What the task asks: Pull out every line of the items below and reproduce each one word for word, without any change.

Working data:

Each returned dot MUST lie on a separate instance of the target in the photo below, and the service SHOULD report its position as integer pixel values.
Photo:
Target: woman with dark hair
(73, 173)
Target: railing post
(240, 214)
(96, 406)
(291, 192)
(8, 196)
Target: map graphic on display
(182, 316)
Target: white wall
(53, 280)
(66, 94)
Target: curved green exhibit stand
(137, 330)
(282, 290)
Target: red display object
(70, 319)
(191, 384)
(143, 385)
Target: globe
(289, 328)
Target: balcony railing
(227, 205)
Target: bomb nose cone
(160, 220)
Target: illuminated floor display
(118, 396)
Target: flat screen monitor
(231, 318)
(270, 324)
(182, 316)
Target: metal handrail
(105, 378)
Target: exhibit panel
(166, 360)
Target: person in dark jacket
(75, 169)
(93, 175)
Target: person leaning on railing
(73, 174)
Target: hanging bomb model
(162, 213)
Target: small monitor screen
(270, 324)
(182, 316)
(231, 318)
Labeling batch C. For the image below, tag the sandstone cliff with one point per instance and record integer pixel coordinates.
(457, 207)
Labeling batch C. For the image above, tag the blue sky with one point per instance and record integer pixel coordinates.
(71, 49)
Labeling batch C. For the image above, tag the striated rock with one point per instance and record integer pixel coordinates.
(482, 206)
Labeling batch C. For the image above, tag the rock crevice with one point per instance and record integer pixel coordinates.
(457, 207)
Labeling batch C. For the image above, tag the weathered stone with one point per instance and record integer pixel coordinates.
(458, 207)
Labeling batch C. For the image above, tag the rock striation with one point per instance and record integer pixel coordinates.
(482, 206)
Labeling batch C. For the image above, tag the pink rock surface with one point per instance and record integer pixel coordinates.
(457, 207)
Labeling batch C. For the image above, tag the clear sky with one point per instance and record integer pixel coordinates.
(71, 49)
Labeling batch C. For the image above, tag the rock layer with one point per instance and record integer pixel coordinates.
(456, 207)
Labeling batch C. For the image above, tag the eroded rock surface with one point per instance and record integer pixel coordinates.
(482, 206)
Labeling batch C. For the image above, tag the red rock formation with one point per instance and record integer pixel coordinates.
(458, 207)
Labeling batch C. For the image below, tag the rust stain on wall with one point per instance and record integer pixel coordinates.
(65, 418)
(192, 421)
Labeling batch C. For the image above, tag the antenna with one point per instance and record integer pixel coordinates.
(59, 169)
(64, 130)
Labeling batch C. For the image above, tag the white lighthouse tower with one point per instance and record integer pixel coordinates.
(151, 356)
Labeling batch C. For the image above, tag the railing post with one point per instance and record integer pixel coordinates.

Expected answer:
Each returned dot MUST lie on a separate instance of the target in the photo below, and the service SHOULD report its position as integer pixel values.
Photo:
Target: woman with dark hair
(73, 173)
Target: railing post
(240, 214)
(96, 406)
(291, 192)
(8, 196)
Target: map graphic on display
(182, 316)
Target: white wall
(53, 280)
(66, 94)
Target: curved green exhibit stand
(137, 330)
(282, 290)
Target: red display object
(70, 319)
(191, 384)
(143, 385)
Target: globe
(289, 328)
Target: balcony railing
(227, 205)
Target: bomb nose cone
(160, 220)
Target: illuminated floor display
(118, 396)
Target: flat screen monitor
(231, 318)
(270, 324)
(182, 316)
Target: metal handrail
(105, 378)
Target: exhibit panel
(166, 360)
Target: person in dark jacket
(75, 169)
(93, 175)
Target: person leaning on railing
(73, 174)
Target: hanging bomb model
(162, 213)
Target: small monitor screen
(270, 324)
(182, 316)
(231, 318)
Labeling batch C. For the image below, tag the sandstone cliff with one point per instance and record integer pixel coordinates.
(457, 207)
Labeling batch C. For the image above, tag the blue sky with one point per instance and record integer pixel coordinates.
(71, 49)
Labeling batch C. For the image above, tag the striated rock with one point per instance and record integer pixel coordinates.
(482, 206)
Labeling batch C. For the image above, tag the rock crevice with one point per instance and record integer pixel coordinates.
(457, 207)
Labeling batch C. For the image above, tag the weathered stone with one point per instance and record integer pixel coordinates.
(458, 207)
Labeling batch C. For the image above, tag the rock striation with one point per instance and record integer pixel coordinates.
(482, 206)
Labeling batch C. For the image above, tag the pink rock surface with one point per instance and record integer pixel coordinates.
(457, 207)
Labeling batch C. For the image above, tag the clear sky with one point per instance and record integer pixel coordinates.
(71, 49)
Labeling batch C. For the image above, tag the rock layer with one point per instance and record integer pixel coordinates.
(456, 207)
Labeling batch C. For the image above, tag the eroded rock surface with one point per instance and record integer pixel coordinates.
(482, 206)
Labeling batch C. For the image above, tag the red rock formation with one point per instance and record integer pixel coordinates.
(458, 207)
Labeling batch C. For the image below, tag the rust stain on wall with one point per instance and record integer pixel coordinates.
(65, 418)
(192, 421)
Labeling batch C. For the image above, tag the antenna with one point per instance and record integer pixel coordinates.
(59, 169)
(64, 130)
Labeling batch C. For the image above, tag the white lighthouse tower with one point per instance and record integer pixel coordinates.
(151, 356)
Labeling batch C. For the image above, tag the railing post with one point per instance and record integer pixel coordinates.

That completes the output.